> _Exercise passage_
Note: even without maxing out the available cores, jupyterlab has a tendency to crash/think that the above cell is running indefinitely. After confirming that the experiment & reflections files had been successfully written out via terminal, I had to interrupt the kernel, restart it, and then resume processing below.

Check results in image viewer

[ ]:

%%time
%%bash

dials.image_viewer monochromatic_HEWL_anom_3049.expt monochromatic_HEWL_anom_3049.refl

Predictions do not look great - many shoeboxes do not have a predicted spot, and there are also some predicted spots that are off-target or fully false positives.

[ ]:

%%time
%%bash

dials.image_viewer poly_refined_HEWL_anom_3049.expt poly_refined_HEWL_anom_3049.refl

The polychromatic predictions look much better!

Check wavelength spectrum

There is a utility in laue-dials called laue.plot_wavelengths. This command generates a histogram of the assigned wavelength spectrum. If you know approximately the shape of your beam spectrum, this can be a useful check to ensure that nothing has gone wrong with wavelength assignment at this stage before predicting the full set of reflections.

> _Records shown_
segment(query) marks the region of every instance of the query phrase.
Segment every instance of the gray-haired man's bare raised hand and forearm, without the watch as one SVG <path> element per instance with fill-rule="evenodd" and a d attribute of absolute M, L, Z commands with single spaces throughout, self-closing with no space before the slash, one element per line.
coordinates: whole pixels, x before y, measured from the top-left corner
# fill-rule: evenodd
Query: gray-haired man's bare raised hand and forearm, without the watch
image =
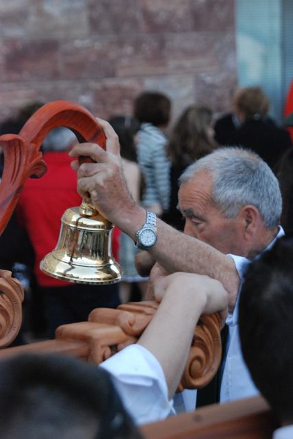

> _Work to complete_
1) Answer these questions from the laue-dials tutorial excerpt:
(a) After confirming the files were written out, what three things did the writer do with the kernel?
(b) What problems does the excerpt report with the monochromatic predictions?
(c) What does laue.plot_wavelengths generate?
2) Pick up the laue-dials tutorial excerpt after its last sentence and carry it forward.

> _Outputs in order_
1)
(a) The writer interrupted the kernel, restarted it, and then resumed processing.
(b) Many shoeboxes do not have a predicted spot, and some predicted spots are off-target or fully false positives.
(c) It generates a histogram of the assigned wavelength spectrum.

2)
[ ]:

%%time
%%bash

laue.plot_wavelengths poly_refined_HEWL_anom_3049.refl \
    refined_only=True \
    save=True \
    show=False \
    output=wavelengths_HEWL_anom_3049.png \
    log=laue.plot_wavelengths_HEWL_anom_3049.log

[ ]:

from IPython.display import Image
import os
cwd = os.getcwd()
Image(filename=cwd+'/wavelengths_HEWL_anom_3049.png')

Spot prediction

Since the assigned spectrum looks good, we can move on to predicting the full set of reflections. If the assigned beam spectrum ends up narrower than the wavelength limits you provided in laue.optimize_indexing, you can always narrow down the spectrum here for laue.predict. The predictor will find the locations of all feasible spots and build profiles for the weak spots based on the observed strong spots. The output reflection table can then be fed along with the refined expt file into laue.integrate to generate mtz files suitable for merging in a program like careless.

[ ]:

%%time
%%bash

laue.predict poly_refined_HEWL_anom_3049.expt \
    poly_refined_HEWL_anom_3049.refl \
    output.reflections=predicted_HEWL_anom_3049.refl \
    output.log=laue.predict_HEWL_anom_3049.log \
    wavelengths.lam_min=0.97 \
    wavelengths.lam_max=1.25 \
    reciprocal_grid.d_min=1.4 \
    nproc=60

Integration

[ ]:

%%time
%%bash

laue.integrate poly_refined_HEWL_anom_3049.expt \
    predicted_HEWL_anom_3049.refl \
    output.filename=integrated_HEWL_anom_3049.mtz \
    output.log=laue.integrate_HEWL_anom_3049.log \
    nproc=12

Conclusion

At this point, you now have integrated mtz files that you can pass to careless for scaling and merging. We provide an example SLURM-compatible careless script, found at scripts/sbatch_careless_varied_frames.sh. There are also several other scripts that can be used for further processing that are described by README.txt.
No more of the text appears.